» Your task
Pick out every line below that contains the word "blue", and copy each one. Case counts.

■ ■ ■ ■ ■ ■ ■

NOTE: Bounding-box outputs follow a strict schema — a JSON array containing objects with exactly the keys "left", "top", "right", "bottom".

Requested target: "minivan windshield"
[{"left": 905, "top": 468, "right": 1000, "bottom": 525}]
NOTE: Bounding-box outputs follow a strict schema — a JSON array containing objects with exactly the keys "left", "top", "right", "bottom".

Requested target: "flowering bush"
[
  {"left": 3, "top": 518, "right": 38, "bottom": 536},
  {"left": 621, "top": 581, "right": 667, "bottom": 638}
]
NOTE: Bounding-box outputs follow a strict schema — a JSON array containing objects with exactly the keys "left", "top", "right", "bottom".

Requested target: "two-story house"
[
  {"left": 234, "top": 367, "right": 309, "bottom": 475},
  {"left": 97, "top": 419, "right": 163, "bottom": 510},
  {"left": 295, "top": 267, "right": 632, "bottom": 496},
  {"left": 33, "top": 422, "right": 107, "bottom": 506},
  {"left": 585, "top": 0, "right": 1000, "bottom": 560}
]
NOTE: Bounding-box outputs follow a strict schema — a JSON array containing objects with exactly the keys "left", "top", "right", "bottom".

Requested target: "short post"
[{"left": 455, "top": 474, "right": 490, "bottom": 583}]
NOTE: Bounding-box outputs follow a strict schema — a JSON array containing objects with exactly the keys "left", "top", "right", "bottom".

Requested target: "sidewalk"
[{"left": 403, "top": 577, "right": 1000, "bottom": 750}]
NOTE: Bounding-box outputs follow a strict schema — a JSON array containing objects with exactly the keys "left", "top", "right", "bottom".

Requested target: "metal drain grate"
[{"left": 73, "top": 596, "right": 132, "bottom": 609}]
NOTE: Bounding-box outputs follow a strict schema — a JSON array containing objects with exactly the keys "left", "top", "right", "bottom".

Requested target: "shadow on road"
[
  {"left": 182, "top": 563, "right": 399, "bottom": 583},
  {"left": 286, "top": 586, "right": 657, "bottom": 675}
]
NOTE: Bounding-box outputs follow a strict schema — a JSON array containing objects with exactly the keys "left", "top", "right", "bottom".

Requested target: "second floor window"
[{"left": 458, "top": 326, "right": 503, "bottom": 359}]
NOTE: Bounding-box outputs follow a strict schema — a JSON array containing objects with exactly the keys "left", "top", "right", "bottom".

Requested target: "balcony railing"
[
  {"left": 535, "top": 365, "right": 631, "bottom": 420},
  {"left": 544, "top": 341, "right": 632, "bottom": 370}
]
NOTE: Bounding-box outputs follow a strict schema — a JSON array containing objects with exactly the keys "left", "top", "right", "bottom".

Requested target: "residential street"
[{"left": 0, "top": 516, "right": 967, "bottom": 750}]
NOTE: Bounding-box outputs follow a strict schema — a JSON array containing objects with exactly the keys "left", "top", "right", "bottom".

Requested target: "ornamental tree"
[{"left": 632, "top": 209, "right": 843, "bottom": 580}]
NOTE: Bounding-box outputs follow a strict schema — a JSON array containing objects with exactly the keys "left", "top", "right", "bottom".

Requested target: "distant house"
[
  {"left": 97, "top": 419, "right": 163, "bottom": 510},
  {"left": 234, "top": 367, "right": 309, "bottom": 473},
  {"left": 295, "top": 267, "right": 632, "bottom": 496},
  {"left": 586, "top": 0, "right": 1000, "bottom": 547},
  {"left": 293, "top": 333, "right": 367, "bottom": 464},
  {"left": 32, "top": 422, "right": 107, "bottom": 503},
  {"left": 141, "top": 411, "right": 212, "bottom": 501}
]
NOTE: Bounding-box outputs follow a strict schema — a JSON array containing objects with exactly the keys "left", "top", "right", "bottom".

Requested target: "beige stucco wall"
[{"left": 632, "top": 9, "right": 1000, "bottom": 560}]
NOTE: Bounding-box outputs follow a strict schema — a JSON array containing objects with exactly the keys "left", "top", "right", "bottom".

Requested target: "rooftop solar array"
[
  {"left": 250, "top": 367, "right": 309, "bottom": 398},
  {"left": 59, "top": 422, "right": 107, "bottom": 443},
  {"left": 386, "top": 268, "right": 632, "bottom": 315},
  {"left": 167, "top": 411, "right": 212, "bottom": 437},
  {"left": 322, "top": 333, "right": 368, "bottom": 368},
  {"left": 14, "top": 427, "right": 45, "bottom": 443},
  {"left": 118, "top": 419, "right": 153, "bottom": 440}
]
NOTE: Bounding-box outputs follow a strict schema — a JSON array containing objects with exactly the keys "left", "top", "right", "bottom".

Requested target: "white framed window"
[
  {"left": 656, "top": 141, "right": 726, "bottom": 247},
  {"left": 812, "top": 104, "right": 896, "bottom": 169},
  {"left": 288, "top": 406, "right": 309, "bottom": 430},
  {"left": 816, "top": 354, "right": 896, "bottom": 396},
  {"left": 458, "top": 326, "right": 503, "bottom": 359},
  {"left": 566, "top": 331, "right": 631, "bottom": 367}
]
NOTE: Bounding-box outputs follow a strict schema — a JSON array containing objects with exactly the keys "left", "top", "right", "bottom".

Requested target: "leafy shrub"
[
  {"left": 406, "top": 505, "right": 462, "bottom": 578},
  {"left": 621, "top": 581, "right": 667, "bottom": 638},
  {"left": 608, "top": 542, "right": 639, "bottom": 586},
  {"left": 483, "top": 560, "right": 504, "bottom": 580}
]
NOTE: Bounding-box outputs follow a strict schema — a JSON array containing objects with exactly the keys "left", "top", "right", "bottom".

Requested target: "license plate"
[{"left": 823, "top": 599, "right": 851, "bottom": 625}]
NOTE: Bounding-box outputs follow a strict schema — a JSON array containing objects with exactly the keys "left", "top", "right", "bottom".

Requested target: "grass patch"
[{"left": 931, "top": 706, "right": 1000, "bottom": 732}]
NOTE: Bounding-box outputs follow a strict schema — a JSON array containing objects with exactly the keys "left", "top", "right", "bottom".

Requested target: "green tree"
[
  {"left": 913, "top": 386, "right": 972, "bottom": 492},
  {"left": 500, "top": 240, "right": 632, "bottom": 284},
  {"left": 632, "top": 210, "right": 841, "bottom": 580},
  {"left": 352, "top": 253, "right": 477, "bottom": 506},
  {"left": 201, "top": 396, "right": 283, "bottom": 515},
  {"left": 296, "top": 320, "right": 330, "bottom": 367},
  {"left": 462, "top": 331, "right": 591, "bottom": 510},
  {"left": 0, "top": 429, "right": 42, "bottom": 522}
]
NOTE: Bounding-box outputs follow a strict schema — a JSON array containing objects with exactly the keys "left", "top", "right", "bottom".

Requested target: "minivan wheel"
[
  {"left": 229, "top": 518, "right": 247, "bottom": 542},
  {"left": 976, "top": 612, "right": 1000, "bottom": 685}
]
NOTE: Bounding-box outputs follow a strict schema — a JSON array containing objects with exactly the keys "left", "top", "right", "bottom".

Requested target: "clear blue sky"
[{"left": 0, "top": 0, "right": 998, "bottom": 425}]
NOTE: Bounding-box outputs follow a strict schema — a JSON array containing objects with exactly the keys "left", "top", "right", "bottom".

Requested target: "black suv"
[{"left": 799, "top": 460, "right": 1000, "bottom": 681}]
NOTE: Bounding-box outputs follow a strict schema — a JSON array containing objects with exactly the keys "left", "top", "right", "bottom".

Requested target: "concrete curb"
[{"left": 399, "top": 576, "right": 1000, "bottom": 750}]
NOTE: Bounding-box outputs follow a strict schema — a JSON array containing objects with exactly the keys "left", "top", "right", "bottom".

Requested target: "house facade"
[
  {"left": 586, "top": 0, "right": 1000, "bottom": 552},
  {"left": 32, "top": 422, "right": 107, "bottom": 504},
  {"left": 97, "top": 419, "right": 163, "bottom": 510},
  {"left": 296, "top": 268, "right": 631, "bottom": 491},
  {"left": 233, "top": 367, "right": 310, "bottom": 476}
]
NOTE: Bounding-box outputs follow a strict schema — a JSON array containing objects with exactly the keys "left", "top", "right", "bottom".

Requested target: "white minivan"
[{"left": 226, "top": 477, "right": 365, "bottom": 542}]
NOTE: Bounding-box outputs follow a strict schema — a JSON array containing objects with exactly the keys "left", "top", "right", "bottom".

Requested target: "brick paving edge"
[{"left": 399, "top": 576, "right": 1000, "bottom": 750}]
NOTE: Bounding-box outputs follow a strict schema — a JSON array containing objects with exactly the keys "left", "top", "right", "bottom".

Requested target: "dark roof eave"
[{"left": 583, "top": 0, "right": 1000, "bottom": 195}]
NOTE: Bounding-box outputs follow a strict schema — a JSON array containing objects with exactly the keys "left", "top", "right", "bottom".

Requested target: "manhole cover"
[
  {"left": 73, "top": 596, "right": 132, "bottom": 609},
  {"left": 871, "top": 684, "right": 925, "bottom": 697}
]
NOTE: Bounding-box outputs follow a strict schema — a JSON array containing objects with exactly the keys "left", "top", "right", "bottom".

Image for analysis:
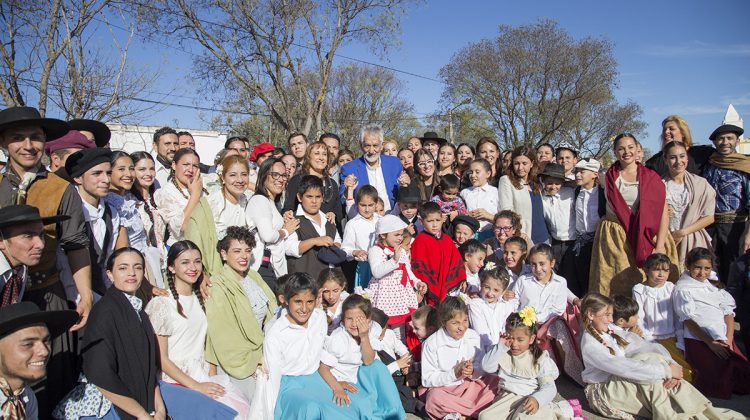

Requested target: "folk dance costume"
[
  {"left": 263, "top": 309, "right": 373, "bottom": 420},
  {"left": 323, "top": 321, "right": 406, "bottom": 420},
  {"left": 479, "top": 343, "right": 572, "bottom": 420},
  {"left": 365, "top": 245, "right": 419, "bottom": 326},
  {"left": 466, "top": 297, "right": 518, "bottom": 351},
  {"left": 672, "top": 272, "right": 750, "bottom": 399},
  {"left": 422, "top": 328, "right": 498, "bottom": 419},
  {"left": 633, "top": 282, "right": 693, "bottom": 382},
  {"left": 411, "top": 231, "right": 465, "bottom": 305},
  {"left": 581, "top": 331, "right": 743, "bottom": 420}
]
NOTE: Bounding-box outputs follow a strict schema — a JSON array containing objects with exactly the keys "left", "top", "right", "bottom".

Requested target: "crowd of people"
[{"left": 0, "top": 107, "right": 750, "bottom": 420}]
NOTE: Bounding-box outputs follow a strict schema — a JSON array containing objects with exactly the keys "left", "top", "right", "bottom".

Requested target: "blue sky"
[{"left": 91, "top": 0, "right": 750, "bottom": 150}]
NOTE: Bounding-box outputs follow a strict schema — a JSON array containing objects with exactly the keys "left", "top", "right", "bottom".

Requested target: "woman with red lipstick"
[
  {"left": 206, "top": 226, "right": 276, "bottom": 400},
  {"left": 589, "top": 133, "right": 677, "bottom": 296}
]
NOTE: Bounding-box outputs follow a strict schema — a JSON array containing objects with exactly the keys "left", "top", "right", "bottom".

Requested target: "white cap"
[
  {"left": 375, "top": 214, "right": 407, "bottom": 235},
  {"left": 576, "top": 158, "right": 602, "bottom": 173}
]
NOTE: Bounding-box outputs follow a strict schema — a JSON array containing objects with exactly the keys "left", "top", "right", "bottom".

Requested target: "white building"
[{"left": 107, "top": 124, "right": 227, "bottom": 165}]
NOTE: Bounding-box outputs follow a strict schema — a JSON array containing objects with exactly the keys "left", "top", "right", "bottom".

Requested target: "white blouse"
[
  {"left": 672, "top": 271, "right": 735, "bottom": 348},
  {"left": 461, "top": 184, "right": 500, "bottom": 231},
  {"left": 633, "top": 282, "right": 677, "bottom": 340},
  {"left": 422, "top": 328, "right": 484, "bottom": 388},
  {"left": 513, "top": 274, "right": 568, "bottom": 324},
  {"left": 581, "top": 332, "right": 674, "bottom": 384},
  {"left": 468, "top": 298, "right": 518, "bottom": 351},
  {"left": 325, "top": 321, "right": 383, "bottom": 384},
  {"left": 341, "top": 213, "right": 380, "bottom": 259}
]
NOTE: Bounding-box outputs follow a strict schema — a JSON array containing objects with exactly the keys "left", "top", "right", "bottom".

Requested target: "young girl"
[
  {"left": 633, "top": 254, "right": 693, "bottom": 382},
  {"left": 145, "top": 241, "right": 250, "bottom": 419},
  {"left": 430, "top": 174, "right": 468, "bottom": 222},
  {"left": 321, "top": 295, "right": 406, "bottom": 419},
  {"left": 461, "top": 159, "right": 500, "bottom": 241},
  {"left": 422, "top": 296, "right": 498, "bottom": 419},
  {"left": 468, "top": 268, "right": 518, "bottom": 351},
  {"left": 366, "top": 214, "right": 427, "bottom": 339},
  {"left": 341, "top": 185, "right": 380, "bottom": 288},
  {"left": 284, "top": 175, "right": 341, "bottom": 278},
  {"left": 479, "top": 307, "right": 572, "bottom": 419},
  {"left": 672, "top": 248, "right": 750, "bottom": 399},
  {"left": 458, "top": 239, "right": 490, "bottom": 297},
  {"left": 317, "top": 268, "right": 349, "bottom": 334},
  {"left": 581, "top": 292, "right": 742, "bottom": 419},
  {"left": 263, "top": 273, "right": 372, "bottom": 420}
]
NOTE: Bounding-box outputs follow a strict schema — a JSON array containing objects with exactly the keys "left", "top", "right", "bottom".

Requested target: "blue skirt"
[
  {"left": 357, "top": 360, "right": 406, "bottom": 420},
  {"left": 273, "top": 372, "right": 378, "bottom": 420},
  {"left": 354, "top": 261, "right": 372, "bottom": 289}
]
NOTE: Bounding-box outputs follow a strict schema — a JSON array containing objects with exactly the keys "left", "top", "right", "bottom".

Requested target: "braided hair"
[
  {"left": 167, "top": 240, "right": 206, "bottom": 318},
  {"left": 581, "top": 292, "right": 629, "bottom": 356}
]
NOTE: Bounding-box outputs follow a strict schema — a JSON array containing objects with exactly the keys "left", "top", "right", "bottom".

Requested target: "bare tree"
[
  {"left": 440, "top": 20, "right": 644, "bottom": 152},
  {"left": 153, "top": 0, "right": 414, "bottom": 134}
]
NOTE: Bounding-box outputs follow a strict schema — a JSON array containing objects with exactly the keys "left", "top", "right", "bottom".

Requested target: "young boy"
[
  {"left": 411, "top": 201, "right": 466, "bottom": 305},
  {"left": 284, "top": 175, "right": 346, "bottom": 279},
  {"left": 566, "top": 158, "right": 607, "bottom": 296},
  {"left": 458, "top": 239, "right": 487, "bottom": 298},
  {"left": 541, "top": 162, "right": 575, "bottom": 280}
]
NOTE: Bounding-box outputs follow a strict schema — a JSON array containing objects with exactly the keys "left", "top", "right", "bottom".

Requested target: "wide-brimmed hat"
[
  {"left": 44, "top": 130, "right": 96, "bottom": 155},
  {"left": 65, "top": 147, "right": 112, "bottom": 178},
  {"left": 0, "top": 302, "right": 78, "bottom": 338},
  {"left": 68, "top": 119, "right": 112, "bottom": 147},
  {"left": 0, "top": 204, "right": 70, "bottom": 228},
  {"left": 250, "top": 142, "right": 276, "bottom": 162},
  {"left": 539, "top": 162, "right": 565, "bottom": 180},
  {"left": 708, "top": 124, "right": 745, "bottom": 141},
  {"left": 0, "top": 106, "right": 70, "bottom": 140},
  {"left": 419, "top": 131, "right": 448, "bottom": 146},
  {"left": 375, "top": 214, "right": 407, "bottom": 235}
]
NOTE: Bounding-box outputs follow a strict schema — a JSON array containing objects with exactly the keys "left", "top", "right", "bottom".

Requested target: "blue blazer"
[{"left": 339, "top": 155, "right": 404, "bottom": 208}]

■ ■ ■ ■ ■ ■ ■

» Task answer
Requested target: "clear blue sky"
Requested target: "blue sky"
Requested target: "blue skirt"
Requested target: "blue blazer"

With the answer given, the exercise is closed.